::: PROVIDED DATA
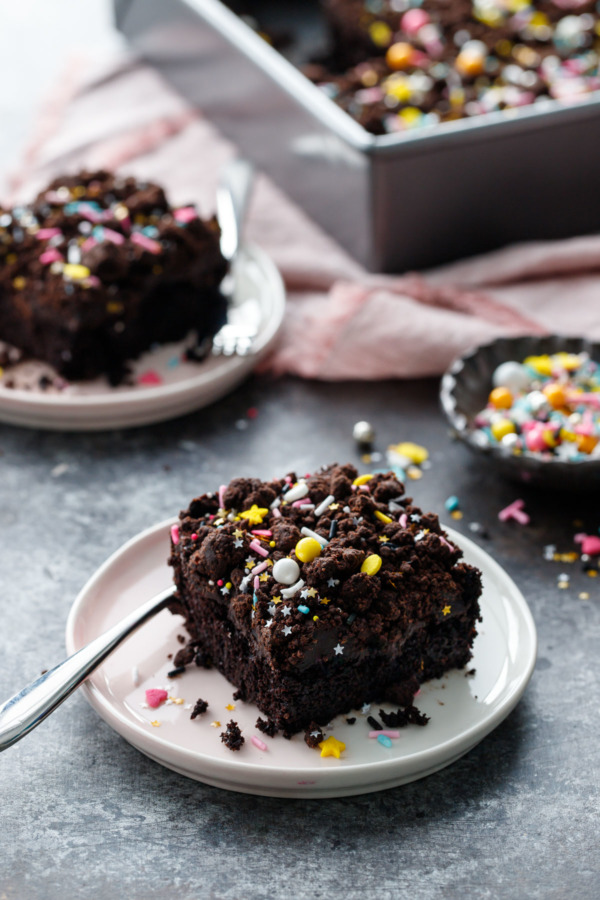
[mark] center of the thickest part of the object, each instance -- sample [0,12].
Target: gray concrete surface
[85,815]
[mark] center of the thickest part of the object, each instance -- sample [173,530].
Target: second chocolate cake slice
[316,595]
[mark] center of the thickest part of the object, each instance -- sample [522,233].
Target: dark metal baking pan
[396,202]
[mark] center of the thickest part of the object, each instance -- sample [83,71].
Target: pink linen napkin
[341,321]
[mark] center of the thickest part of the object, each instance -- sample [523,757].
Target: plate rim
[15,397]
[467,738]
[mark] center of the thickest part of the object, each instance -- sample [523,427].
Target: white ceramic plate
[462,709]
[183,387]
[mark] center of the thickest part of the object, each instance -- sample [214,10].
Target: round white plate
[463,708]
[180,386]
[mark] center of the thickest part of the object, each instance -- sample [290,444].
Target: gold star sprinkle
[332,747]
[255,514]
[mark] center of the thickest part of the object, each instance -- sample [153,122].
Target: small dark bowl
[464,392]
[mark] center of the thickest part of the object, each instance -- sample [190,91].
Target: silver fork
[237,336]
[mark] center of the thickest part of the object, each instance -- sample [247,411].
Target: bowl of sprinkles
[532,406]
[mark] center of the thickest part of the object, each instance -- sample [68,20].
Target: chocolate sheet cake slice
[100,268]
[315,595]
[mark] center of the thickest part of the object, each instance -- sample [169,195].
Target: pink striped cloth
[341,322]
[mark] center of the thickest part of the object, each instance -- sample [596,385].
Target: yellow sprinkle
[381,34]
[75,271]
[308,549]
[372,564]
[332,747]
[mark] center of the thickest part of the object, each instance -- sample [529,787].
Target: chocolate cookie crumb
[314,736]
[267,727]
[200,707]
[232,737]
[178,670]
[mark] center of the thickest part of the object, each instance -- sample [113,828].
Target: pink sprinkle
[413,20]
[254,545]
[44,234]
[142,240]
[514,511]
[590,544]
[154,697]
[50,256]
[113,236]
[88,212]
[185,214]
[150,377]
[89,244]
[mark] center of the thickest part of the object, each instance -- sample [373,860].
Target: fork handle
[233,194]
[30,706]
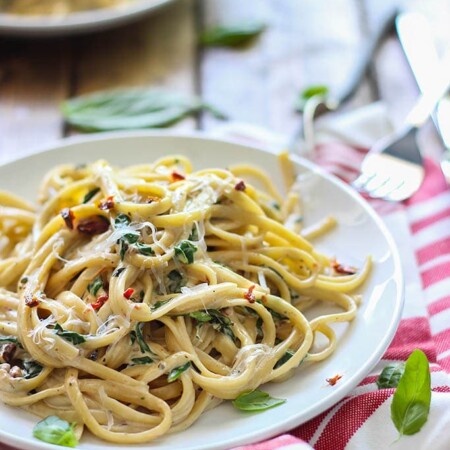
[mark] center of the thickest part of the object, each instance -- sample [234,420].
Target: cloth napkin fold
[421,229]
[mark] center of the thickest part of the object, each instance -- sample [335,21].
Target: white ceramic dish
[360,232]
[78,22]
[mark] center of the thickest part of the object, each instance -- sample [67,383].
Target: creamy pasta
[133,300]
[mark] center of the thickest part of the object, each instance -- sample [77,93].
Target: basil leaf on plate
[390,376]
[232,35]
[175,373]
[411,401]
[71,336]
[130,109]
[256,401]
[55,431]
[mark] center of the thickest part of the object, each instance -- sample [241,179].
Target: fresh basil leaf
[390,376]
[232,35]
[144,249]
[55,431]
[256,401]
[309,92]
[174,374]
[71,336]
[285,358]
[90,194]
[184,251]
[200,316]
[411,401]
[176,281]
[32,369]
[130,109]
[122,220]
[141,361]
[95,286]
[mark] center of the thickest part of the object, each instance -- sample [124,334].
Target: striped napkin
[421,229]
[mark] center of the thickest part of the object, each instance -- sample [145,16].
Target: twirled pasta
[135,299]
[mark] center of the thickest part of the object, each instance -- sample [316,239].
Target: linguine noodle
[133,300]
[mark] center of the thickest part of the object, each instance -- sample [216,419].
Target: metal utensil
::::::
### WHAT IS ASKED
Rewrite the listing lines starting at the line containing "-- sample [77,93]." and ending at the end of the listing, replacing "napkin" with "towel" and leaving everything else unchanged.

### RESPONSE TO THIS TASK
[mark] center of the thickest part of the object, each instance -- sample [77,93].
Target: basil leaf on plate
[390,376]
[232,35]
[175,373]
[411,401]
[71,336]
[130,109]
[256,401]
[55,431]
[mark] center of the thickest part of the object, each instance -- sample [241,179].
Target: fresh basil leaf
[390,376]
[232,35]
[144,249]
[55,431]
[256,401]
[309,92]
[174,374]
[71,336]
[285,358]
[90,194]
[184,251]
[200,316]
[411,401]
[176,281]
[32,369]
[130,109]
[122,220]
[141,361]
[95,286]
[mark] center of the thickest part of the object, each instance -- sample [124,334].
Target: striped towel
[421,229]
[mark] center of the thickest part of the object, each instance -- sample [145,16].
Target: twirled pasta
[135,299]
[mark] center of the thickest part of the object, each instance -- sample [316,239].
Target: linguine noodle
[133,300]
[mark] center of the thickest part of the object, each instance -- sample [216,419].
Target: metal utensil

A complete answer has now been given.